Auszug zum Lesen:

╔══

Nachtwanderung (5) – Ich seh den Sternenhimmel

Hier warten ja zum Glück keine Blechbläser. Man muss auch vergessen können. Wenn man zum Beispiel schöpferisch arbeiten will, darf man sich nicht dauernd mit alten Erinnerungen und Erfahrungen belasten. Dann kann man keine neuen gedanklichen Wege gehen. Eine Romantisierung der Vergangenheit liegt mir sowieso fern. Als Kind fand ich im Liboriusblatt eine Bastelanleitung für eine Sternenhimmel- Beobachtungsstation. Ich hab sie eifrig nachgebaut, doch irgendwie fehlte in der Anleitung das Wichtigste. Wie kriege ich den Sternenhimmel in meine Beobachtungsstation gespiegelt? Ich habe das ganze Liboriusblatt abgesucht, ob sie vielleicht die Seiten vertauscht hätten und die Anleitung noch irgendwo weiter ging. Leider blieb meine Beobachtungsstation unvollendet. Und darüber war ich noch lange Zeit enttäuscht. Wie einfach hingegen kann ein heutiges Kind sich die wunderbarsten Weltraumbilder im Internet angucken.

╚══

Deine Aufgaben:
1. In welchem Blatt hat die erzählende Person im Auszug als Kind die Bastelanleitung gefunden?
2. Setze den Auszug über den Sternenhimmel nach seinem letzten Satz fort.
Die Daten danach stehen für sich und gehören nicht zum Auszug.

Bereitgestellte Daten:
╔══

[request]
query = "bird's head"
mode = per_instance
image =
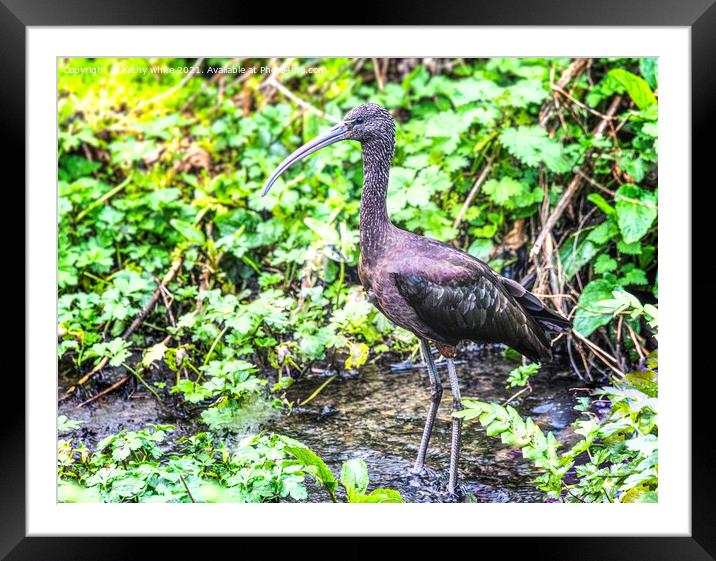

╚══

Gegebene Antworten:
1. Im Liboriusblatt.

2.
Du hast Recht. Wenn wir jetzt in den Sternenhimmel schauen, kann uns das Internet gestohlen bleiben. Von unten auf dem Bahndamm aus gesehen ist der Sternenhimmel kein astronomischer Untersuchungsgegenstand, sondern eine unermesslich hohe Halle, in der ferne Lichter funkeln. So einsam und mausklein unterm Himmelszelt packt einen die Ehrfurcht vor den Dimensionen. Man muss nur lange genug hoch schauen.

Am 12. April 1961 wurde der sowjetische Kosmonaut Juri Alexejewitsch Gagarin als erster Mensch ins Weltall geschossen. Er hat dort oben auch nach dem lieben Gott Ausschau gehalten und später gesagt, er hätt ihn nicht gesehen. Seither hoffen ja manche, dass dann wenigstens Außerirdische die Erde umkreisen mögen, ein waches Auge auf alles haben und gegebenenfalls herunter kommen, um die Fehler ausmerzen, die der Mensch begangen hat.

Wir sind jetzt auf der Höhe von Frixheim. In Frixheim hat man keinen Kirchturm, darum können wir das kleine Dorf nicht sehen. Hier ist der Bahndamm breit genug, dass ein Ufo gut landen könnte.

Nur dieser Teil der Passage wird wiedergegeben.